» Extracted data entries
***
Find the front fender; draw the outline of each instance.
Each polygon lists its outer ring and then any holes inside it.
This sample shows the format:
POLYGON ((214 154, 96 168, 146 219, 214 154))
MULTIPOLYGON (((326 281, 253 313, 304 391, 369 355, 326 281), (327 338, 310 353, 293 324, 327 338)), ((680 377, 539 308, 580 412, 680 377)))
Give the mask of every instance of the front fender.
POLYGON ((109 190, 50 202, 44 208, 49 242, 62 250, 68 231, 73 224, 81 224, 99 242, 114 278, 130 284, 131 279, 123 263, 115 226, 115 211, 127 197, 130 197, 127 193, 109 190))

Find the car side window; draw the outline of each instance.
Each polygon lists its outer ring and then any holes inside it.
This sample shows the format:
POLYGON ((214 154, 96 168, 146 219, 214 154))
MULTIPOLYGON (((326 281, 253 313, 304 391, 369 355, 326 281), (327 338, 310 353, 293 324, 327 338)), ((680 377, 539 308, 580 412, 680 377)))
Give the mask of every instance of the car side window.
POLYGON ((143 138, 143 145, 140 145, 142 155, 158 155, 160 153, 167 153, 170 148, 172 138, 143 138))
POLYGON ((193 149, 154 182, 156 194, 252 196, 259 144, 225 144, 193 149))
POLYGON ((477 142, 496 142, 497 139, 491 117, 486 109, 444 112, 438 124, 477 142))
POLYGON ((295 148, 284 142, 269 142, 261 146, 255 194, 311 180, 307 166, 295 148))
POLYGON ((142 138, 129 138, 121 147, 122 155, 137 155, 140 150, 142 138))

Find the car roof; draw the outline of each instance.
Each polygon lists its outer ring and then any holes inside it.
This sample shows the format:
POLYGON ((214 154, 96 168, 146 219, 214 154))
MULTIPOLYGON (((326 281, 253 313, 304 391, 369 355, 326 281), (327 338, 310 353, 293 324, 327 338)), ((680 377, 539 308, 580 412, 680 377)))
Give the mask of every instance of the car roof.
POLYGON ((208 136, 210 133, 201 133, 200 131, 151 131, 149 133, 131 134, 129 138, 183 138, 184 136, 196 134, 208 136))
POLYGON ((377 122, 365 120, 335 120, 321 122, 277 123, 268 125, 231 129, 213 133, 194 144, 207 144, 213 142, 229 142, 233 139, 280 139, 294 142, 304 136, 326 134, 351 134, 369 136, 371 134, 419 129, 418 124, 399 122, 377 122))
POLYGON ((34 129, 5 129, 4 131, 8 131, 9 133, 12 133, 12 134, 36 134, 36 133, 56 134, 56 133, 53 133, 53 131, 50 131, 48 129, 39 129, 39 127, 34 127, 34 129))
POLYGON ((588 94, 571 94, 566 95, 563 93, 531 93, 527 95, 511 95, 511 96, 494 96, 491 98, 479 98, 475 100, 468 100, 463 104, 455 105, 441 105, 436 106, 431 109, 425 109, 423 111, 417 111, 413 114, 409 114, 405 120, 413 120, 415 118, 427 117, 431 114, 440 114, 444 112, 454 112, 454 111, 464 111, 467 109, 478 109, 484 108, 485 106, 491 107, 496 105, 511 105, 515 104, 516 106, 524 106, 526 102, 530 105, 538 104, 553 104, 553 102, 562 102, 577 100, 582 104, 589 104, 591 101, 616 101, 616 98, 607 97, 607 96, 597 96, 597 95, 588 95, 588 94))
***
» Task
Arrange every line of the material above as a numbered list, leaving out the blank lines.

» Result for this exercise
1. Find the front fender; draw the outline of each instance.
2. Each polygon lists its outer ring and then any holes inside it.
3. This sample shows the format:
4. POLYGON ((214 154, 96 168, 146 219, 214 154))
5. MULTIPOLYGON (((326 281, 253 313, 304 391, 369 355, 326 281), (327 338, 310 353, 293 324, 327 338)), ((680 377, 539 308, 580 412, 680 377)))
6. Give the mask of every instance of the front fender.
7. POLYGON ((109 190, 50 202, 44 208, 49 242, 62 250, 68 231, 73 224, 81 224, 99 242, 114 278, 130 284, 131 279, 123 263, 115 226, 115 211, 127 197, 130 197, 127 193, 109 190))
8. Find the car side window; draw the outline of each instance.
9. Each polygon lists its outer ring and then any holes inside it.
10. This sample shows the format:
11. POLYGON ((214 154, 96 168, 146 219, 214 154))
12. MULTIPOLYGON (((326 281, 253 313, 304 391, 369 355, 326 281), (327 338, 310 353, 293 324, 327 338)), ((680 377, 539 308, 580 412, 680 377)))
13. Give the mask of every instance of the car side window.
14. POLYGON ((143 138, 143 145, 140 145, 142 155, 158 155, 160 153, 167 153, 170 148, 172 138, 143 138))
15. POLYGON ((193 149, 154 182, 156 194, 252 196, 259 144, 225 144, 193 149))
16. POLYGON ((477 142, 496 142, 497 139, 491 117, 486 109, 444 112, 438 124, 477 142))
17. POLYGON ((295 148, 284 142, 269 142, 261 146, 255 194, 311 180, 307 166, 295 148))
18. POLYGON ((142 138, 129 138, 121 147, 122 155, 137 155, 140 150, 142 138))
19. Find the car roof; draw the outline of each instance.
20. Each polygon lists its outer ring and then any holes inside it.
21. This sample shows the format:
22. POLYGON ((214 154, 96 168, 146 219, 214 154))
23. MULTIPOLYGON (((326 281, 253 313, 304 391, 369 355, 326 281), (327 338, 310 353, 293 324, 327 338)), ((680 377, 539 308, 580 412, 680 377)))
24. Give the mask of every instance of the car roof.
25. POLYGON ((208 136, 210 133, 201 133, 200 131, 151 131, 149 133, 131 134, 129 138, 183 138, 184 136, 196 134, 208 136))
26. POLYGON ((377 122, 365 120, 335 120, 321 122, 277 123, 268 125, 231 129, 213 133, 194 144, 207 144, 213 142, 229 142, 233 139, 280 139, 294 142, 304 136, 326 134, 351 134, 369 136, 371 134, 419 129, 418 124, 399 122, 377 122))
27. POLYGON ((34 129, 5 129, 4 131, 8 131, 9 133, 12 133, 12 134, 36 134, 36 133, 56 134, 56 133, 53 133, 53 131, 50 131, 48 129, 39 129, 39 127, 34 127, 34 129))
28. POLYGON ((588 94, 571 94, 566 95, 563 93, 531 93, 527 95, 511 95, 511 96, 494 96, 491 98, 479 98, 475 100, 468 100, 463 104, 455 105, 441 105, 436 106, 431 109, 425 109, 423 111, 417 111, 413 114, 409 114, 405 120, 413 120, 415 118, 427 117, 431 114, 440 114, 444 112, 454 112, 454 111, 464 111, 467 109, 478 109, 484 108, 485 106, 491 107, 496 105, 511 105, 515 104, 516 106, 524 106, 526 102, 530 105, 538 104, 553 104, 553 102, 562 102, 577 100, 582 104, 589 104, 591 101, 616 101, 616 98, 607 97, 607 96, 597 96, 597 95, 588 95, 588 94))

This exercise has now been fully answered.